-------- Excerpt --------

445 of 460 people found the following review helpful
on September 11, 1999
Few crime prevention experts emphasize intuition. Instead, they talk about staying alert to crime. Sometimes crime prevention experts generate more fear than they alleviate.
Gavin deBecker, on the other hand, makes intuition and freedom from fear the focus of his philosophy. Instead of imagining the bad things that could happen, he says, live without worry of crime.
He also says to stop watching the news. It only generates needless worry and gives one a distorted view of the world. I have been teaching these same concepts for years as a black belt in karate, so it was refreshing to read them from someone else. I avoid newspapers and TV news--it only darkens our view of the world. It only makes crime seem worse. Give up news for two weeks and notice how your outlook improves.
As a teacher of women's self-defense, I've heard many stories of intuition. Some people call it the "back ground music," because it is like the music that plays in a movie before something bad happens.
As deBecker writes, act upon your survival signals (run, search your house in the middle of the night, stay away from an individual, etc.), even if you feel foolish doing so.
Shed the fears in your life, because fear clouds the survival signals. Those who live in fear of crime are already victims.
Some of the book is difficult to read, such as chapters on child abuse. But the book is still worth it. Buy copies for yourself and friends. If you spend time worrying about crime, this book could change your life.
160 of 165 people found the following review helpful
on March 9, 2002
This book recently helped me to recognize the manipulative tactics of a man I dated one time, and it showed me the most effective way to dump him before getting sucked into a bad relationship. Repeatedly discounting the word "no", even in small matters; typecasting; attempted loansharking; deceptive and self-serving charm; and unwarranted persistence were all warning signs of a bad dating situation.
The chapter "I was trying to let him down easy" provides an effective method to end a no-win situation quickly and without guilt. The strategy: Tell him explicitly that you have decided to not go out with him again. (Do not use the word "date"; he may counter-offer and suggest "going out as friends" instead. Then you are still stuck with him.) Do not offer reasons why. Do not negotiate. Your reasons are your business; his only interest is in your final decision. Cease contact, and do not respond to any attempted contact by him.

-------- Stored rows --------

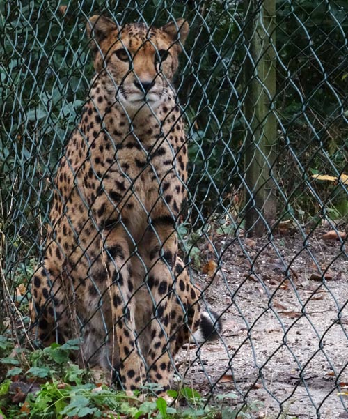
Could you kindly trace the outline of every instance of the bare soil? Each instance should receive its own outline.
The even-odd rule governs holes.
[[[220,236],[219,260],[202,248],[207,273],[194,276],[223,331],[181,352],[187,383],[235,393],[231,406],[262,401],[253,418],[348,418],[348,251],[324,232]]]

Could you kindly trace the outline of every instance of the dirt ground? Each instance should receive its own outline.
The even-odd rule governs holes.
[[[253,418],[348,418],[348,250],[323,233],[214,241],[217,273],[195,276],[223,331],[182,351],[187,383],[261,401]]]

--------

[What is expected]
Write the next part of the book reviews on intuition and personal safety, picking up after their final sentence. The listing has no connection to the book reviews on intuition and personal safety.

[In response]
This technique may appear cold; certainly, it isn't warranted in every breakup. Recognize, though, that manipulators have honed a strategy that advances their interests with little regard to your well-being. Don't feel sorry for them. They know what they are doing. With this book, you are better equipped to see them realistically and rid them from your life before they cause real damage.
318 of 337 people found the following review helpful
When a young relative of mine was vacationing, a stranger grabbed her by the arm and said, "Come with me or I'll kill you." She reacted instinctively and broke free, and as she ran she expected to be shot at any second. But she made it to safety and provided the cops with a good description.
One year later and 100 miles from where that happened, another little girl was grabbed by a stranger, who said something to her--this was captured on videotape. The frightened child, instead of fleeing, cooperated. She was later murdered by her abductor.
I think most of us fall into that second category, because we don't listen to the instinct to run, or to fight, or to (best of all) avoid those situations in the first place. We've been trained to suppress those very instincts that exist to preserve our lives.
What deBecker's book so expertly does is re-train us to listen to our intuition, to scope out our environment and everyone in it, and to read the danger signs we would otherwise prefer to ignore.
Panic and anxiety are not useful emotions; fear is different. Fear is what compels us to take action if there is a clear and present danger; it's what allows us to see what's happening and respond appropriately. It's an emotion that should be nurtured instead of conquered. We don't want our kids to grow up afraid of the boogeyman, scared to go out of their homes or try new things or meet new people. De becker teaches us that, instead, if we develop and learn to trust our intuition, we can free ourselves from that trap, just as we can react positively if we are ever in a position that requires immediate escape.
He shows, with examples and self-reflective exercises, what to ask yourself, and what to do, if you have a "gut feeling" that tells you something is wrong.
Parents, children and women especially need this skill.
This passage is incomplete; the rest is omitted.